ENTRIES:
....................

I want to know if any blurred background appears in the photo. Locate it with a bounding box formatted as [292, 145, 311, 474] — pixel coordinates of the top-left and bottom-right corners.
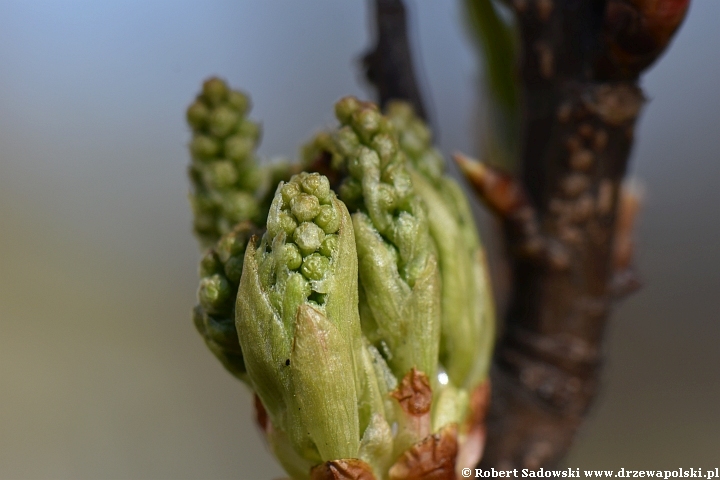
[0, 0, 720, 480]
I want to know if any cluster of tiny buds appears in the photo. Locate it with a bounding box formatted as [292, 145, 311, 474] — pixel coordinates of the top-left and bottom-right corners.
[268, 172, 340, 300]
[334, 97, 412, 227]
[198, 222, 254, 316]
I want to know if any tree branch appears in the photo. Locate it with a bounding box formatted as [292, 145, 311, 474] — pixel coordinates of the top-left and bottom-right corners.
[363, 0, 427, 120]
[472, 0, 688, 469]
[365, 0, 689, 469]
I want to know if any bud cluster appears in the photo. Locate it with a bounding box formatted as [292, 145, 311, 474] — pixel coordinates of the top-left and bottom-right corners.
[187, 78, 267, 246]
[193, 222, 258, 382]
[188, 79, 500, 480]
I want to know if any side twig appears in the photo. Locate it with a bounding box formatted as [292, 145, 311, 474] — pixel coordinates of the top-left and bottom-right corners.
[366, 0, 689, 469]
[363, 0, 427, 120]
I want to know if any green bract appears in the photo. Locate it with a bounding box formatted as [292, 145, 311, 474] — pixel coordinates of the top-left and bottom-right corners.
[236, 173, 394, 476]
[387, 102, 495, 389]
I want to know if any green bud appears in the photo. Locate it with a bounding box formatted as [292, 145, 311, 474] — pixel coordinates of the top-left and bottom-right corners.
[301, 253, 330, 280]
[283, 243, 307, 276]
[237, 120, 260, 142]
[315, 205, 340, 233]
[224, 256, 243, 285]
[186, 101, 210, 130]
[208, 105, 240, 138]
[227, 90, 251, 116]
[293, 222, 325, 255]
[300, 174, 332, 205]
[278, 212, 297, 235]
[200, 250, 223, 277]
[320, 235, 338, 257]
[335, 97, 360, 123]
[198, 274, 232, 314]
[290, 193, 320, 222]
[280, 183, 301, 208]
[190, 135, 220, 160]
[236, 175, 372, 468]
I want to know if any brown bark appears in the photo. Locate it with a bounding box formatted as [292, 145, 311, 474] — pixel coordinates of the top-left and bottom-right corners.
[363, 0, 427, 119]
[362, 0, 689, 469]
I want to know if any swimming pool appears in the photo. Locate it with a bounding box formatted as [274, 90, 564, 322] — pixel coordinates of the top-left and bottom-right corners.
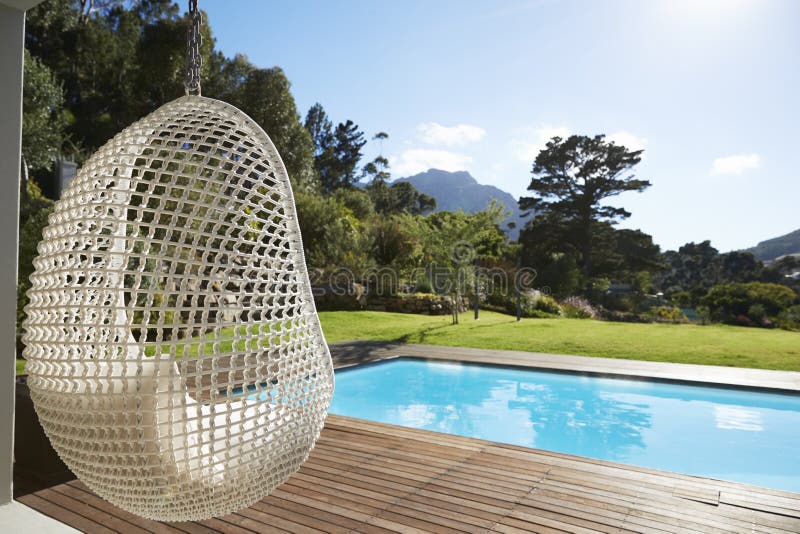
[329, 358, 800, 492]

....................

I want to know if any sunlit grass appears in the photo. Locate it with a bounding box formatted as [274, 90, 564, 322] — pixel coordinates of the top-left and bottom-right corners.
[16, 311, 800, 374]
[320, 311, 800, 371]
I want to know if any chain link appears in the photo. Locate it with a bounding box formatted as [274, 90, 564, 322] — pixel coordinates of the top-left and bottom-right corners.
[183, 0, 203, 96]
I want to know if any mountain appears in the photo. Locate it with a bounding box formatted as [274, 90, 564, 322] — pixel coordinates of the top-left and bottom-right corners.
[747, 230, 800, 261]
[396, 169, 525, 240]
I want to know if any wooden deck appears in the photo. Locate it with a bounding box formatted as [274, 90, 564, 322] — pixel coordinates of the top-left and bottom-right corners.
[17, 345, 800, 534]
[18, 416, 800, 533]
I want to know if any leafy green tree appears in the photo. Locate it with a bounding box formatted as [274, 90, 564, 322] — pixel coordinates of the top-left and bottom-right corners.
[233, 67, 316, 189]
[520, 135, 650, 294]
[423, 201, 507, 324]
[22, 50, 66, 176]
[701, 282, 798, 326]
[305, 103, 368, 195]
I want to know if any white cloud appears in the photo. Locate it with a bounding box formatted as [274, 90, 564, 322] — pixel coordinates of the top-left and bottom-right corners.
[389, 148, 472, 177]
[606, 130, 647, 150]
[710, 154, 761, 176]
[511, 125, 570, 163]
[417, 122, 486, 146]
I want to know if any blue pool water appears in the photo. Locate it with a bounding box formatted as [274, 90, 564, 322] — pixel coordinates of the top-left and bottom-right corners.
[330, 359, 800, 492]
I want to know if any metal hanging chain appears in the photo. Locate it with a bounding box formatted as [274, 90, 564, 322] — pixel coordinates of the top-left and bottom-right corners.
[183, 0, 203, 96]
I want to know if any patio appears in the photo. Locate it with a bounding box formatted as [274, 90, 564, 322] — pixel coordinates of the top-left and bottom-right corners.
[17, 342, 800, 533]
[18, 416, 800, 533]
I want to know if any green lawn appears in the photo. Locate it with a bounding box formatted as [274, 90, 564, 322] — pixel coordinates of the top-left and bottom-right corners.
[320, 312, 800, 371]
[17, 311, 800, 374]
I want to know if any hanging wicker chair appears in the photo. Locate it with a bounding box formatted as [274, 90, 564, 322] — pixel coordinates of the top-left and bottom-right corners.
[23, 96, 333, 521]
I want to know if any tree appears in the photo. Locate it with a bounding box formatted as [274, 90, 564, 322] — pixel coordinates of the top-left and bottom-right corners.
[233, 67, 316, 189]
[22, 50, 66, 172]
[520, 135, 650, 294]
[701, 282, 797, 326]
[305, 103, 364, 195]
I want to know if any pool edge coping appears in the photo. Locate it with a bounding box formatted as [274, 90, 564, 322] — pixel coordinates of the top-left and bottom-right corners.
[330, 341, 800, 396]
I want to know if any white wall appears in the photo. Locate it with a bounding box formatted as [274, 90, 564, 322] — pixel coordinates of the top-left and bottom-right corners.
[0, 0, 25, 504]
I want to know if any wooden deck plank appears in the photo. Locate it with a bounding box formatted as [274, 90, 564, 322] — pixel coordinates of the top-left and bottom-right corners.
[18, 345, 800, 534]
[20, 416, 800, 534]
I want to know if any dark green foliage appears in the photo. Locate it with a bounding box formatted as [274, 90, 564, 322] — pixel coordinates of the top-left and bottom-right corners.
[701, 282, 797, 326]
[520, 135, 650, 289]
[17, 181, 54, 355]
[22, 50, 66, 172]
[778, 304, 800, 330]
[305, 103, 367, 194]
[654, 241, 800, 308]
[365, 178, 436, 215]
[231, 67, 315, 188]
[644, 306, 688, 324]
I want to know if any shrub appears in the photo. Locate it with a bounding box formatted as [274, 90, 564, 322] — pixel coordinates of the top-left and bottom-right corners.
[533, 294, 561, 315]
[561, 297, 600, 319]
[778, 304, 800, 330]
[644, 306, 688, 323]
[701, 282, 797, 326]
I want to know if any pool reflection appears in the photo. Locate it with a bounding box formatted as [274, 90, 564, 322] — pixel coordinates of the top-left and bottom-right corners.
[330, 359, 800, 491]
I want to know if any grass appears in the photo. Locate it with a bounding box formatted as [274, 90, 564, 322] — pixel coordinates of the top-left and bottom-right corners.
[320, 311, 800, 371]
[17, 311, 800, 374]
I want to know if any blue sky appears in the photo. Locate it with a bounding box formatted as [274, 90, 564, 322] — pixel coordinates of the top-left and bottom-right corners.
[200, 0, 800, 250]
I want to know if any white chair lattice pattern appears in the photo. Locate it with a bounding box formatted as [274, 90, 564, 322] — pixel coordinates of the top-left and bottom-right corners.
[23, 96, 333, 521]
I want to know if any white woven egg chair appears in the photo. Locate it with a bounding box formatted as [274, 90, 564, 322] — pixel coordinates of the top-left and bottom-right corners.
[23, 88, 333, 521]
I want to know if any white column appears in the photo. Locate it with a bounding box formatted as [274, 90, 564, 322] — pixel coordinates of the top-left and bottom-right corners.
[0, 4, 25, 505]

....................

WHAT THE TASK REQUIRES: Copy everything from the line containing "I want to know if any blue sky" down to the line containing "[0, 4, 25, 505]", changing "white" to "cream" and leaving everything else as it is.

THE RESPONSE:
I want to know if any blue sky appears in the photo. Locate it with a bounding box formatted as [274, 90, 564, 322] — pixel coordinates of the top-left and bottom-right corners.
[200, 0, 800, 250]
I want to know if any cream chair lattice pattern appears in the photo. Locate it with a bounding box formatted as [274, 90, 564, 322] — pixel coordinates of the top-left and bottom-right corners.
[23, 96, 333, 521]
I want to know if any cream woven egg chair appears in the photo. Locate it with a bounding box formatted as [274, 90, 564, 322] — pixel coordinates of the top-left and bottom-right corners.
[23, 88, 333, 521]
I want to know if any cream column appears in the photo. Locate it with a bounding box formatted as [274, 90, 564, 322] — pixel coordinates of the top-left and bottom-right corners.
[0, 4, 25, 505]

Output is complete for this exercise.